### Exercise task
Render the material again word for word, skipping the pictures in it.

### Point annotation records

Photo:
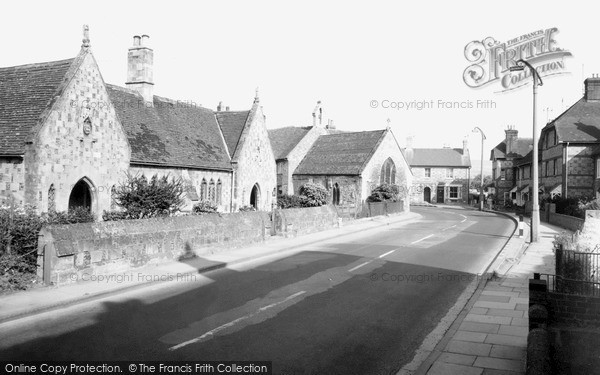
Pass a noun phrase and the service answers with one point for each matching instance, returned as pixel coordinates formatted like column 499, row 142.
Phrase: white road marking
column 357, row 267
column 233, row 322
column 386, row 254
column 422, row 239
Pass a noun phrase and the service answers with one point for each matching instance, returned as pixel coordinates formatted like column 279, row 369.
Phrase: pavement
column 43, row 299
column 490, row 334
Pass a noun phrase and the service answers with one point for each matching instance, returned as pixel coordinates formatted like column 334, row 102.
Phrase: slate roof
column 340, row 154
column 580, row 123
column 232, row 124
column 170, row 133
column 26, row 91
column 437, row 157
column 283, row 140
column 521, row 149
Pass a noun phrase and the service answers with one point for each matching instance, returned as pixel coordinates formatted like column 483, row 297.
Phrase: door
column 440, row 194
column 427, row 194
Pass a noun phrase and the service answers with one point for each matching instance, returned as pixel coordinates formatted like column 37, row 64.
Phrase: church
column 68, row 138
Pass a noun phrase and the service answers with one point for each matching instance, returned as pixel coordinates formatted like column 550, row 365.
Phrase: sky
column 356, row 57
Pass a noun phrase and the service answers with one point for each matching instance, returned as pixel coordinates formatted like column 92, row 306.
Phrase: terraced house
column 67, row 138
column 441, row 175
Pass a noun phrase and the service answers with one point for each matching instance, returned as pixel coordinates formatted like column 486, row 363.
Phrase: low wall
column 67, row 252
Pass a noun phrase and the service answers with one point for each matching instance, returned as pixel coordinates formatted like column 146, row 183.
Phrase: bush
column 384, row 192
column 114, row 215
column 315, row 195
column 142, row 198
column 204, row 207
column 290, row 201
column 16, row 272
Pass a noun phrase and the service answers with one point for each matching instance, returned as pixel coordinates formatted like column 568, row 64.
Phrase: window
column 219, row 191
column 51, row 199
column 388, row 172
column 113, row 193
column 203, row 190
column 453, row 192
column 211, row 191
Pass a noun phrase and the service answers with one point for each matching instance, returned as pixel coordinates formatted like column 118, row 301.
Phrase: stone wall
column 193, row 181
column 254, row 163
column 66, row 149
column 107, row 247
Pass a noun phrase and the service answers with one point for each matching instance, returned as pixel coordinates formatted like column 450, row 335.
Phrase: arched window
column 219, row 191
column 51, row 199
column 113, row 194
column 211, row 191
column 388, row 172
column 203, row 190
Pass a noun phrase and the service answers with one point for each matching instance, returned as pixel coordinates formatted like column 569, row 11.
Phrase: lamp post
column 475, row 130
column 535, row 212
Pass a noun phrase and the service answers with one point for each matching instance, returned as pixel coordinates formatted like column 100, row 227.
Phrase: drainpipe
column 566, row 174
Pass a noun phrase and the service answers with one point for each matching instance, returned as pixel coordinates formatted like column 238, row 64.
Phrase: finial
column 86, row 37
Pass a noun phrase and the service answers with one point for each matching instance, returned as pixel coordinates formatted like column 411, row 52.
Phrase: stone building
column 441, row 175
column 351, row 164
column 290, row 145
column 68, row 139
column 568, row 144
column 505, row 157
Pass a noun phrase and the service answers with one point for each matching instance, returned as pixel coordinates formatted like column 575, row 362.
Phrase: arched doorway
column 336, row 194
column 81, row 196
column 255, row 196
column 427, row 194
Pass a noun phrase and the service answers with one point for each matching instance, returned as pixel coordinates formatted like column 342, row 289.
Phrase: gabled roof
column 580, row 123
column 283, row 140
column 26, row 91
column 170, row 133
column 341, row 153
column 521, row 149
column 438, row 157
column 232, row 125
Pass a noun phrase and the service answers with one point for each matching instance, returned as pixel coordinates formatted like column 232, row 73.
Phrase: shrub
column 315, row 195
column 204, row 207
column 290, row 201
column 384, row 192
column 114, row 215
column 142, row 198
column 16, row 272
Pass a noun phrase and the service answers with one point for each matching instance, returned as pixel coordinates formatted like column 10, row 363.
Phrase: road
column 357, row 304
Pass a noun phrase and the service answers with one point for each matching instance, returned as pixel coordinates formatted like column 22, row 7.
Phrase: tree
column 142, row 198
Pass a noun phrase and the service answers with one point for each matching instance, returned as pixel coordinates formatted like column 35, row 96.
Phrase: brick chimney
column 318, row 114
column 592, row 88
column 140, row 61
column 512, row 135
column 408, row 151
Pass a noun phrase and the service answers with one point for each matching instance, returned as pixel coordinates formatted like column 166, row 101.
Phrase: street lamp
column 478, row 129
column 535, row 212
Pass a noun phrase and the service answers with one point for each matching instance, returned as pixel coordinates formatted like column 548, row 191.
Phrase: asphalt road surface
column 357, row 304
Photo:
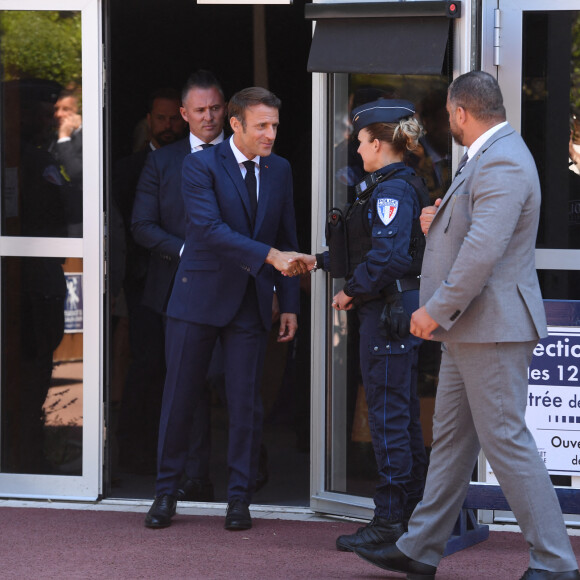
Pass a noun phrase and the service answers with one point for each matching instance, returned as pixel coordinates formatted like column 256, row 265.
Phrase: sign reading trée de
column 553, row 405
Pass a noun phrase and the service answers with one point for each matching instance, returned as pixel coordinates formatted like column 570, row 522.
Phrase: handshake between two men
column 296, row 264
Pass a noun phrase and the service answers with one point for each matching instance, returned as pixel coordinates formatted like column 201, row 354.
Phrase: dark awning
column 393, row 37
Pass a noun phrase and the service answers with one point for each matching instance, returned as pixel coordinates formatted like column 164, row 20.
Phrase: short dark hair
column 479, row 93
column 251, row 97
column 200, row 79
column 168, row 93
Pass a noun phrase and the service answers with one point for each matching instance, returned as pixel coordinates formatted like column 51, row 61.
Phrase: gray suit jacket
column 479, row 280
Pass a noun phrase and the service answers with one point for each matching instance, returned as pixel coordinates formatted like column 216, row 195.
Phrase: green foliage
column 41, row 44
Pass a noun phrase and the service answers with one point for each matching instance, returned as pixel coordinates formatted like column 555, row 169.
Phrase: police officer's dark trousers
column 389, row 371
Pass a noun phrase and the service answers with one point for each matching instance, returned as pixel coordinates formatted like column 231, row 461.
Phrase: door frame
column 322, row 500
column 88, row 486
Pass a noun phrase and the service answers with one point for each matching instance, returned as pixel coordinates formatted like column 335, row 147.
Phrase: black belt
column 402, row 285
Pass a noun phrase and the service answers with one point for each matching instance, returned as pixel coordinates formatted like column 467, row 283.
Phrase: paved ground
column 93, row 542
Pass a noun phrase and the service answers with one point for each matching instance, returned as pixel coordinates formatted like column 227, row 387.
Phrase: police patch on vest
column 387, row 209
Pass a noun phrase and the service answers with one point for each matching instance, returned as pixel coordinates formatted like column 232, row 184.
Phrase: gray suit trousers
column 481, row 400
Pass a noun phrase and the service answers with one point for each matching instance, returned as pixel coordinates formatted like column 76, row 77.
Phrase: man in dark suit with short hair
column 240, row 237
column 158, row 224
column 139, row 412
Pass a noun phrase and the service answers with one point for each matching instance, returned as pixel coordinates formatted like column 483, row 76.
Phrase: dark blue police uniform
column 389, row 366
column 384, row 253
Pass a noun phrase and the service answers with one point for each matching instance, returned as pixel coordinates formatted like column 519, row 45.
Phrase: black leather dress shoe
column 377, row 531
column 238, row 516
column 535, row 574
column 195, row 490
column 161, row 512
column 389, row 557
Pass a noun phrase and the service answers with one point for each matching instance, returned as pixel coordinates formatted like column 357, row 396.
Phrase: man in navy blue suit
column 240, row 236
column 158, row 224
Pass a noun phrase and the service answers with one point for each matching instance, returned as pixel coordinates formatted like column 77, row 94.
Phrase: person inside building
column 383, row 262
column 68, row 151
column 141, row 395
column 240, row 230
column 158, row 224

### Output below
Photo:
Pass a noun phrase and the service answers with one point for each matching instance, returned as pixel coordinates formatted like column 499, row 142.
Phrase: white road marking
column 357, row 267
column 233, row 322
column 386, row 254
column 422, row 239
Pass a noun phrase and the service answers with one point for each matching instance, returned as pixel coordinates formatted like column 279, row 369.
Phrase: pavement
column 43, row 299
column 490, row 334
Pass a noun phrase and the service answers with one point for each matching instance, returned as pixel coordinates formatted like column 334, row 102.
Phrase: slate roof
column 340, row 154
column 580, row 123
column 232, row 124
column 170, row 133
column 26, row 91
column 437, row 157
column 283, row 140
column 521, row 149
Pass a noun phrase and the service answers with one point for each matching instance, returned as pixel coordinates formatted like column 483, row 297.
Phrase: door
column 440, row 194
column 427, row 194
Pass a noun phrase and the service answers with one point for each matching instance, returned as pixel coordinates formatted like column 37, row 64.
Phrase: church
column 68, row 138
Pass a noun phrase and the service answers with one point for each matching instance, returned as pixel coordinates formatted like column 550, row 365.
Phrase: sky
column 356, row 57
Pass a noun phrase and the service answers with one point for each matching instance, returned as pixel coordinates formatted like column 92, row 306.
Phrase: terraced house
column 67, row 138
column 441, row 175
Pass a noun phrase and the service answers with one point for each matching instance, returned as pixel coordinates formatted like column 486, row 363.
Phrase: low wall
column 67, row 252
Pass a noun phrase and the service answers with one point for each matching instance, returned as pixel coordinates formatted like column 146, row 183.
Phrase: bush
column 384, row 192
column 114, row 215
column 315, row 195
column 142, row 198
column 204, row 207
column 290, row 201
column 16, row 272
Pass a noun phrase and the service answers with one point for each matching instance, returned as pixel coordinates formatted like column 568, row 64.
Phrase: window
column 219, row 191
column 51, row 199
column 388, row 172
column 113, row 193
column 203, row 190
column 453, row 192
column 211, row 191
Pass a noun phrase and the service answers with one point for each matching instance, returned as pixel coordinates formatted like column 118, row 301.
Phrase: stone wall
column 193, row 181
column 254, row 163
column 66, row 149
column 107, row 247
Pass a noun phrase and the service answers with one point for each matching instance, returned as pixel coordinates formatted like column 450, row 335.
Phrase: arched window
column 219, row 191
column 51, row 199
column 113, row 194
column 211, row 191
column 388, row 172
column 203, row 190
Pass a noun phrase and the service answers with one point for each matching instance, returned as pixel coordinates formatted like column 569, row 11.
Phrase: lamp post
column 475, row 130
column 535, row 212
Pass a noun phrase and the service answers with one point for each matching instance, returned as pixel coordinates formatted like column 100, row 227.
Phrase: drainpipe
column 566, row 174
Pass a noun phrase and the service answers with one point for each matching instance, returned as pixel coordinates formatted like column 238, row 64.
Phrase: finial
column 86, row 37
Pass a noun phrase and the service answers with one point for each matching instance, returned as pixel coordinates formatted like column 411, row 52.
Phrase: stone building
column 441, row 175
column 351, row 164
column 290, row 145
column 68, row 139
column 568, row 144
column 505, row 157
Pass a noun phrase and the service answers with one point for each matching instance, returned as pixel coordinates formatted like column 575, row 362.
Phrase: arched doorway
column 336, row 194
column 81, row 196
column 255, row 196
column 427, row 194
Pass a noun phrase and the service answers with one point for each matching instance, returned as pixel coordinates formatted like column 342, row 289.
Phrase: gabled roof
column 580, row 123
column 283, row 140
column 26, row 91
column 170, row 133
column 341, row 153
column 521, row 149
column 438, row 157
column 232, row 125
Pass a noun phrase and the service answers with one point for each matching instance, returned as pixel coordinates formatted like column 232, row 73.
Phrase: shrub
column 315, row 195
column 204, row 207
column 290, row 201
column 384, row 192
column 114, row 215
column 142, row 198
column 16, row 272
Pass a noun phrase and the service answers with one point for each matching instance, returned as pixel coordinates formatted like column 10, row 363.
Phrase: road
column 357, row 304
Pass a noun phrase and the service answers with one point for each matching instance, returned as pixel coordinates formatted like column 22, row 7.
Phrase: tree
column 142, row 198
Pass a noun phrase and the service answers with one point for each matching instance, returned as pixel coordinates formatted like column 35, row 96.
Phrase: brick chimney
column 318, row 114
column 592, row 88
column 140, row 61
column 512, row 135
column 408, row 151
Pass a noun phrase and the service answers with one point for each matching instance, returned as pixel coordinates formatted like column 166, row 101.
Phrase: street lamp
column 478, row 129
column 535, row 212
Pass a noun phrase and the service answers with one point for each matching instance, returned as pixel coordinates formatted like column 548, row 191.
Phrase: asphalt road surface
column 357, row 304
Photo:
Pass a noun phrase and the service answers with one point for each matching instance, returned as pixel coordinates formatted like column 256, row 265.
Phrase: sign reading trée de
column 553, row 405
Pass a noun phrase and the service answers with one point for each matching instance, returned as pixel coordinates formatted like column 570, row 522.
Phrase: handshake between two men
column 296, row 264
Pass a noun phrase and the service answers with one point for each matching instance, returned as pixel coordinates formatted like column 201, row 354.
Phrase: dark awning
column 393, row 37
Pass a noun phrase and the service answers with one point for each matching instance, returned as pixel coordinates formatted like column 164, row 20.
Phrase: short dark hair
column 479, row 93
column 251, row 97
column 200, row 79
column 168, row 93
Pass a noun phrase and the service answers with one point for each matching instance, returned as pixel coordinates formatted like column 51, row 61.
Phrase: gray suit jacket
column 479, row 280
Pass a noun phrase and the service answers with one point for each matching instance, returned as pixel coordinates formatted like column 216, row 195.
Phrase: green foliage
column 41, row 44
Pass a noun phrase and the service answers with one point for each matching instance, returned as pixel coordinates formatted like column 555, row 169.
Phrase: police officer's dark trousers
column 389, row 371
Pass a noun phrase and the service answers with one point for each matching instance, returned as pixel coordinates formatted like column 231, row 461.
Phrase: door frame
column 322, row 500
column 88, row 486
Pass a noun phrase and the service answers with one point for each matching instance, returned as pixel coordinates formatted like column 335, row 147.
Phrase: black belt
column 402, row 285
Pass a noun phrase and the service answers with one point for each matching instance, returned as pixel coordinates formatted like column 467, row 283.
Phrase: paved ground
column 93, row 542
Pass a noun phrase and the service answers with one point for each matching instance, returned as pixel coordinates formatted like column 227, row 387.
Phrase: police patch on vest
column 387, row 209
Pass a noun phrase and the service answers with one point for each matching instance, returned as pixel coordinates formatted like column 232, row 184.
Phrase: gray suit trousers
column 481, row 400
Pass a noun phrase and the service answers with one point for each matching instance, returned as pixel coordinates formatted like column 76, row 77.
Phrase: man in dark suit with short hair
column 240, row 237
column 158, row 224
column 139, row 412
Pass a noun phrase and the service answers with one point for each matching instance, returned as pixel coordinates formatted like column 483, row 76.
Phrase: dark blue police uniform
column 389, row 366
column 384, row 253
Pass a noun phrase and the service answers with one point for each matching instance, returned as pixel coordinates formatted like column 519, row 45.
Phrase: black leather dress shoe
column 377, row 531
column 238, row 516
column 535, row 574
column 195, row 490
column 161, row 512
column 389, row 557
Pass a noun phrase and the service answers with one point for each matching instance, returned as pixel coordinates formatted like column 357, row 396.
Phrase: man in navy blue suit
column 240, row 236
column 158, row 224
Pass a noun phrase and the service answers with one point for each matching instance, returned as pixel coordinates formatted like column 77, row 94.
Phrase: person inside building
column 383, row 262
column 68, row 151
column 141, row 395
column 240, row 230
column 158, row 224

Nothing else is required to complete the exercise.